- **Your task**
Update the part of the records from the line containing "trace blue sky, every instance" through their end, replacing "weathered wood plank" with "old wood plank" and leaving everything else unchanged.

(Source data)
******

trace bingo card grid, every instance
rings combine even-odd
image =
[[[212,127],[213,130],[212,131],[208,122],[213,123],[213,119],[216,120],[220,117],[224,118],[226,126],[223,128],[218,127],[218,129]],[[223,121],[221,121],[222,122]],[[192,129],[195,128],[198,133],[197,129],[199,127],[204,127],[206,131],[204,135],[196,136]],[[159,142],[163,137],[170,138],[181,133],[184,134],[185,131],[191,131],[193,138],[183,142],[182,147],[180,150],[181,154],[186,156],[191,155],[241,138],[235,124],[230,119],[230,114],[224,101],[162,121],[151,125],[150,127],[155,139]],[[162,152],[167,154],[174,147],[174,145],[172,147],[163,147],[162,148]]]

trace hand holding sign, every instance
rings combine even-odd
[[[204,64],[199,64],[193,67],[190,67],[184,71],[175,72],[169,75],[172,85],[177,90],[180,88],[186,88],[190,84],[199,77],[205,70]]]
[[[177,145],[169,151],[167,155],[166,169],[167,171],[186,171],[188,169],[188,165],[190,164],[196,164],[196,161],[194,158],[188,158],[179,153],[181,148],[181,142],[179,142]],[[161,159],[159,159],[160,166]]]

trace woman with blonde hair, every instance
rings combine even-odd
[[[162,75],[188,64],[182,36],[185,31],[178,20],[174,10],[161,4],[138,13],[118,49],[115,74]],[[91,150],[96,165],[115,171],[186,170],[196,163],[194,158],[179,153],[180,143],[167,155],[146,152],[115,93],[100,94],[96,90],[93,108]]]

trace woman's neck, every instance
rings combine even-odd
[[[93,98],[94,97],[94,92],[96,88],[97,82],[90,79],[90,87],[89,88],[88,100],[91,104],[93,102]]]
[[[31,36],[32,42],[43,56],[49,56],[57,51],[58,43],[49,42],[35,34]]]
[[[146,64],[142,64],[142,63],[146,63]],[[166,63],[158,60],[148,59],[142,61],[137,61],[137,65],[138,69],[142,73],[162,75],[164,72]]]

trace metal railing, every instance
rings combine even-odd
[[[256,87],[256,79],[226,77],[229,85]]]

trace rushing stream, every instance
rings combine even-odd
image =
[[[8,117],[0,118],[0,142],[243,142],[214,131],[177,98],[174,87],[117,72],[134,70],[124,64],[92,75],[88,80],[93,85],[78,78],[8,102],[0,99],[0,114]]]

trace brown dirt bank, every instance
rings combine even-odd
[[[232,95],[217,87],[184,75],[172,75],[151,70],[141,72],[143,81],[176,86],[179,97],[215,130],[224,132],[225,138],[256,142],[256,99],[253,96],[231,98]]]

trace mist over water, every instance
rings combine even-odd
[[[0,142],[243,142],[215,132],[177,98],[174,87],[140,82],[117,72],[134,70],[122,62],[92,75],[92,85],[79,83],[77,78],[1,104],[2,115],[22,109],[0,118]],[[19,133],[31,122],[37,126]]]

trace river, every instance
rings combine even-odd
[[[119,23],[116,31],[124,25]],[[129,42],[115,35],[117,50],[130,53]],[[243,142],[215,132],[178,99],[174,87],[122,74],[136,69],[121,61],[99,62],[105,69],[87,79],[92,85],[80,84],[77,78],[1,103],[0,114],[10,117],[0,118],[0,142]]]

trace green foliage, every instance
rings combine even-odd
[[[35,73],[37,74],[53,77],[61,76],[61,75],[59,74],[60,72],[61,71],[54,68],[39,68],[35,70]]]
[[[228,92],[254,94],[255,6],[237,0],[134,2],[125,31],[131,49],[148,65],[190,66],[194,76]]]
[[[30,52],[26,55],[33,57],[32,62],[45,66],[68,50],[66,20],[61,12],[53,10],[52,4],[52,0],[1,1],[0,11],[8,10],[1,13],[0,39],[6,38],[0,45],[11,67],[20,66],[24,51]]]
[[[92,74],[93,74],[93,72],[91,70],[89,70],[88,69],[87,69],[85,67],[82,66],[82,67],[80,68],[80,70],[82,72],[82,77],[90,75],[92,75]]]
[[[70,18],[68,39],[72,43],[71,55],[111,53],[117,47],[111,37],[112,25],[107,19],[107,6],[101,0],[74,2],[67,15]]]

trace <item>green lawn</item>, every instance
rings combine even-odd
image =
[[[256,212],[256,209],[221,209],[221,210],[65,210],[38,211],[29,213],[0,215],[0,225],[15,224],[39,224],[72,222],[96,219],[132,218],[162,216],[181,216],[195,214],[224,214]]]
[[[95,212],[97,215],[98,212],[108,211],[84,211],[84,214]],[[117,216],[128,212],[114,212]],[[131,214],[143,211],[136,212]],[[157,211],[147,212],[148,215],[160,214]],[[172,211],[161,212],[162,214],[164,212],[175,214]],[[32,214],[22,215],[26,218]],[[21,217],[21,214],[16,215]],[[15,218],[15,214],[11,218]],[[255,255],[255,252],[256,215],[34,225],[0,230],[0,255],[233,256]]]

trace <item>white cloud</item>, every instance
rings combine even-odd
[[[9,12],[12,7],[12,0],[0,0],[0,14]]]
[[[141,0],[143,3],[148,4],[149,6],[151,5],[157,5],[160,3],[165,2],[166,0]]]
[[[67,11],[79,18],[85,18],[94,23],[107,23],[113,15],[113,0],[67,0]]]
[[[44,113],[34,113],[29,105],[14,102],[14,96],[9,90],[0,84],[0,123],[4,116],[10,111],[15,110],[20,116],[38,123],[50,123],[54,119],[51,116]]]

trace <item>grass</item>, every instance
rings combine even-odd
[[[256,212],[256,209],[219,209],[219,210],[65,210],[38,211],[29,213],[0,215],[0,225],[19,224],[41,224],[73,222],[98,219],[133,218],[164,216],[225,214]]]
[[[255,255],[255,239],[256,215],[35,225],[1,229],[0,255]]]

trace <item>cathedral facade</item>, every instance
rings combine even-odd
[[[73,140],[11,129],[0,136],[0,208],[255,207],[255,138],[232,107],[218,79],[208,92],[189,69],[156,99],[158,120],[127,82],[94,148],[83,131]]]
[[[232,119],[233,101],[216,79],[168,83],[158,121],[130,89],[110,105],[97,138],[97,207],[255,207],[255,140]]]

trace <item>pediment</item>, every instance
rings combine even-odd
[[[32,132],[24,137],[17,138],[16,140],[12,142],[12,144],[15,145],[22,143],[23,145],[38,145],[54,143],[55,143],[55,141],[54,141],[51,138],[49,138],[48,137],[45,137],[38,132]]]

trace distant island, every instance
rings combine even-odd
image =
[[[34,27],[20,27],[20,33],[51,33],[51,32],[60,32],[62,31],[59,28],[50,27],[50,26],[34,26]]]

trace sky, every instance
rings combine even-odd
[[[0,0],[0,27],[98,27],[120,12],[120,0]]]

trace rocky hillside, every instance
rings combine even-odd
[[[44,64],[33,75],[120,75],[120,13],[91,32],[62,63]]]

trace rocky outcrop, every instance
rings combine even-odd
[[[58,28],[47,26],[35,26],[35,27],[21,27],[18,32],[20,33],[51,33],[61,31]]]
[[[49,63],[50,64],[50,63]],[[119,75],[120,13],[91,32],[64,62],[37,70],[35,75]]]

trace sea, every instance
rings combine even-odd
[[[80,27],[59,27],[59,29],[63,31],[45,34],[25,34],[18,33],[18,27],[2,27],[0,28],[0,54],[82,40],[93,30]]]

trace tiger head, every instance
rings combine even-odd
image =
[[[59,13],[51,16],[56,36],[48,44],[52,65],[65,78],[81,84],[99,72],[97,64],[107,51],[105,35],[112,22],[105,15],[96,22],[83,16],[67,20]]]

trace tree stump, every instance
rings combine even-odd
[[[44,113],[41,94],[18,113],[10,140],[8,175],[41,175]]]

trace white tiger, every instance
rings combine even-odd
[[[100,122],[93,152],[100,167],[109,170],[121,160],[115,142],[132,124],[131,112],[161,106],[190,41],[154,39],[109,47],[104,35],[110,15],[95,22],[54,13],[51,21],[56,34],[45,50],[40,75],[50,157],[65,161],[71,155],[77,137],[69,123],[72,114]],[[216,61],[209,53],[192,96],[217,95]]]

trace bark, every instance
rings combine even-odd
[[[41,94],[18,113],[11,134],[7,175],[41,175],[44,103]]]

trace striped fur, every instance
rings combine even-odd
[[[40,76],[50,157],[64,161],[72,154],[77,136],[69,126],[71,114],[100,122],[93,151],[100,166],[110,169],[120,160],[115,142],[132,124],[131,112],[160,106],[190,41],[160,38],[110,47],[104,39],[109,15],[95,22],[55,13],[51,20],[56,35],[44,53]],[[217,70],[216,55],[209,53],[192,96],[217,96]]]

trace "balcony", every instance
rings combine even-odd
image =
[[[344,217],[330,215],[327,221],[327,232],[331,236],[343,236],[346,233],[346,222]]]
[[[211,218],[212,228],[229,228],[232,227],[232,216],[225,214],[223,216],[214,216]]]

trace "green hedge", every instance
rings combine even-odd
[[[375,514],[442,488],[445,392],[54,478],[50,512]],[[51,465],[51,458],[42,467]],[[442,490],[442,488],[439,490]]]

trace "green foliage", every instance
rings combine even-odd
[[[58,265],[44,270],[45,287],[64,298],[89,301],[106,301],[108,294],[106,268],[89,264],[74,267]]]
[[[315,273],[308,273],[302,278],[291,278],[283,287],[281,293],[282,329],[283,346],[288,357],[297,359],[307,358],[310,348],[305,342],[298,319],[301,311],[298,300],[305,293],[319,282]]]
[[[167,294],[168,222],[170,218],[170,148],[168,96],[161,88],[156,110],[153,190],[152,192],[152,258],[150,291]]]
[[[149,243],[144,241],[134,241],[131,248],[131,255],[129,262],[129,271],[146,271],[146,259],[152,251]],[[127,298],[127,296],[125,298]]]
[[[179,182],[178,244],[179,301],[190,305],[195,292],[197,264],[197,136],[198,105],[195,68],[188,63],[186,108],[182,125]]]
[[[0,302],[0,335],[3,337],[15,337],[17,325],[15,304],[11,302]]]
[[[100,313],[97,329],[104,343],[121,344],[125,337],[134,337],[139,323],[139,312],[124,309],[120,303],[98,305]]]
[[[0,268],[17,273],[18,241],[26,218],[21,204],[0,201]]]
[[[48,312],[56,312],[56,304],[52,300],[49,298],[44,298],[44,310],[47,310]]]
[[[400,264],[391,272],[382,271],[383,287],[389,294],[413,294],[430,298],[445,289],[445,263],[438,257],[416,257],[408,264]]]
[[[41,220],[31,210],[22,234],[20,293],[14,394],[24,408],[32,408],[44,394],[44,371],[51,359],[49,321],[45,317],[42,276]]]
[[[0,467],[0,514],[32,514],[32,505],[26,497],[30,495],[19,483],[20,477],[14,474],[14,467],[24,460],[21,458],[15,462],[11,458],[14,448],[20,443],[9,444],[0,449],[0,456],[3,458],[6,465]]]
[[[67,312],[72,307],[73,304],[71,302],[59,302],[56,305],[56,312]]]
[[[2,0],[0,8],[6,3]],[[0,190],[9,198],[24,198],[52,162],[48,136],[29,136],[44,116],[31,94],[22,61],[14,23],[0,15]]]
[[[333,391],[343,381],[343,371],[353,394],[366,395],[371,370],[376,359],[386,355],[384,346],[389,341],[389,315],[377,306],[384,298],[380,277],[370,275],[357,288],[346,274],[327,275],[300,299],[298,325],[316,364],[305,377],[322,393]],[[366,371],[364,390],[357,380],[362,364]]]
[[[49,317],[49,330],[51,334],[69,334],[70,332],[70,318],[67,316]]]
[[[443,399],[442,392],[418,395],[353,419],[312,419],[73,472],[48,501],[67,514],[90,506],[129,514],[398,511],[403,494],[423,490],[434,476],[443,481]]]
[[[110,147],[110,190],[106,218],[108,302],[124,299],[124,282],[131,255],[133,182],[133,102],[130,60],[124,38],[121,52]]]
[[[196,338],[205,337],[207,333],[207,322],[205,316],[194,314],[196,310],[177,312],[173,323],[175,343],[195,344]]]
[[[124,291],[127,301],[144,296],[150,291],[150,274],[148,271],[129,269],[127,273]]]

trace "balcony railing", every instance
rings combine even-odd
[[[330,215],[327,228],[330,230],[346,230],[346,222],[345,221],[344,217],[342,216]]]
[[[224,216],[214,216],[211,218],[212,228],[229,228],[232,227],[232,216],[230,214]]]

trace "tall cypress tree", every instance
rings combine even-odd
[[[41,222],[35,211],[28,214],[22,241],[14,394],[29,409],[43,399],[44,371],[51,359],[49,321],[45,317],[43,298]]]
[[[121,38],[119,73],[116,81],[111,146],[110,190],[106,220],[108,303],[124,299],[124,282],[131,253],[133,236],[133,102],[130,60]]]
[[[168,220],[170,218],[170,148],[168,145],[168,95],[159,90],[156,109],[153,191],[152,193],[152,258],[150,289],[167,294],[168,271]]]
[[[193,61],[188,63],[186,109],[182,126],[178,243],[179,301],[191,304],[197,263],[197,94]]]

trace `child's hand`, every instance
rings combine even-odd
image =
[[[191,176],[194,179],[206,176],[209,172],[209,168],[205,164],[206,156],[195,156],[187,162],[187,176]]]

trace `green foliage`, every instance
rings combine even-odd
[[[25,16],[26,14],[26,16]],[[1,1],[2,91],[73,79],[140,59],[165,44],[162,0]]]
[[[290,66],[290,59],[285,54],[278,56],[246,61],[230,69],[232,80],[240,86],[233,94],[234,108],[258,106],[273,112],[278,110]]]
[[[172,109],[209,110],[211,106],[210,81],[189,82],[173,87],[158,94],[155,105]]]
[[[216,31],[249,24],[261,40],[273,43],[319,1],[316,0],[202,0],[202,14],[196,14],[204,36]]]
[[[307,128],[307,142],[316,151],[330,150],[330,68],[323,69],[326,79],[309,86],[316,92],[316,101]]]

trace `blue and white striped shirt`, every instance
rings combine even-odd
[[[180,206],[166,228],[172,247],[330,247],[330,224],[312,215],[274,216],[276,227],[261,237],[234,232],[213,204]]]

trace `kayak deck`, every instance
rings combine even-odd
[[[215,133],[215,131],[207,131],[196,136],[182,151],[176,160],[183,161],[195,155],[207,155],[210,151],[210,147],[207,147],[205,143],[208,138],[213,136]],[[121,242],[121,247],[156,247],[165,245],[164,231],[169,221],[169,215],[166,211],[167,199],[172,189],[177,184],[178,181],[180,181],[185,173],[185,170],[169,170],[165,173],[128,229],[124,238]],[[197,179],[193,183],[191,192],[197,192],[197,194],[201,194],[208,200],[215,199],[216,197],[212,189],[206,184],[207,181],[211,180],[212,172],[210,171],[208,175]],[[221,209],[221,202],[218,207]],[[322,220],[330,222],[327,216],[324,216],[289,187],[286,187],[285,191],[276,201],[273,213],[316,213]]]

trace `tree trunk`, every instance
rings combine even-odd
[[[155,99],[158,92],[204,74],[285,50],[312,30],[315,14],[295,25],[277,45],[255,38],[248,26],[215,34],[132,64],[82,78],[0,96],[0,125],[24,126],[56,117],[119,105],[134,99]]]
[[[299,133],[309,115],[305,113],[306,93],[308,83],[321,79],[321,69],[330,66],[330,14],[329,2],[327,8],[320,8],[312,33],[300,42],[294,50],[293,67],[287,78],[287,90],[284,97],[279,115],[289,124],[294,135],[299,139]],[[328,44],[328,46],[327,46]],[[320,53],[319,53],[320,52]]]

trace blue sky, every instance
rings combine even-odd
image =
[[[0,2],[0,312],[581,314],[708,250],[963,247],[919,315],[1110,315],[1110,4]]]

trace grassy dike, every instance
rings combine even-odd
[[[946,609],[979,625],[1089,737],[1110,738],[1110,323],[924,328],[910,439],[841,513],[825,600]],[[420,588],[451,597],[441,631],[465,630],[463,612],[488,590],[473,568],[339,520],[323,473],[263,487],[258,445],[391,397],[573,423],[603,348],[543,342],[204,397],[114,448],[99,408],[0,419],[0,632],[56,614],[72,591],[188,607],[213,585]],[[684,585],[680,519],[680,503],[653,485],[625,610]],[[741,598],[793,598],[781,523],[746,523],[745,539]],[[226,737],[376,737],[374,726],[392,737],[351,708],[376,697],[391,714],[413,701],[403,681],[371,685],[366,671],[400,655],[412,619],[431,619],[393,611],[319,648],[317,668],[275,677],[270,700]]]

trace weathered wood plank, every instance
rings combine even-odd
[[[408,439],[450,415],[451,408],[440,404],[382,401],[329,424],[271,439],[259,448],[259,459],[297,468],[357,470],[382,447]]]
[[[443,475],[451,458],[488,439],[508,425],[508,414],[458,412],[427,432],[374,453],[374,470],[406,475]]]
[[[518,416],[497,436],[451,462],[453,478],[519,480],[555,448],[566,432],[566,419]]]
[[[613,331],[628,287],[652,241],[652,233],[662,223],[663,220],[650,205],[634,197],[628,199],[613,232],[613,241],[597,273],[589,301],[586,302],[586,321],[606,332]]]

******

- **Reply to the exercise**
trace blue sky, every instance
rings combine even-odd
image =
[[[0,2],[0,312],[581,314],[708,250],[963,247],[919,315],[1110,315],[1110,4]]]

trace grassy dike, every instance
rings combine even-odd
[[[946,609],[979,625],[1089,737],[1110,738],[1110,323],[924,328],[910,439],[841,513],[825,600]],[[420,588],[451,597],[441,631],[465,630],[463,612],[488,590],[473,568],[339,520],[323,473],[263,487],[258,445],[391,397],[573,423],[603,348],[543,342],[204,397],[114,448],[99,408],[0,419],[0,632],[56,614],[72,591],[188,607],[213,585]],[[684,585],[680,519],[680,503],[653,485],[625,610]],[[741,598],[793,598],[781,523],[746,523],[745,539]],[[226,737],[376,737],[374,726],[392,737],[351,708],[376,697],[391,714],[413,701],[403,681],[371,685],[366,671],[400,655],[412,619],[431,619],[393,611],[319,648],[317,668],[275,677],[270,700]]]

trace old wood plank, every instance
rings combine even-odd
[[[408,439],[450,415],[451,408],[440,404],[382,401],[329,424],[271,439],[259,448],[259,459],[297,468],[357,470],[382,447]]]
[[[443,475],[451,458],[488,439],[508,425],[508,414],[458,412],[427,432],[374,453],[374,470],[406,475]]]
[[[518,416],[497,436],[451,462],[453,478],[519,480],[555,448],[566,432],[566,419]]]
[[[613,331],[628,287],[652,241],[652,233],[662,223],[663,220],[650,205],[634,197],[628,199],[613,232],[613,241],[597,273],[589,301],[586,302],[586,321],[606,332]]]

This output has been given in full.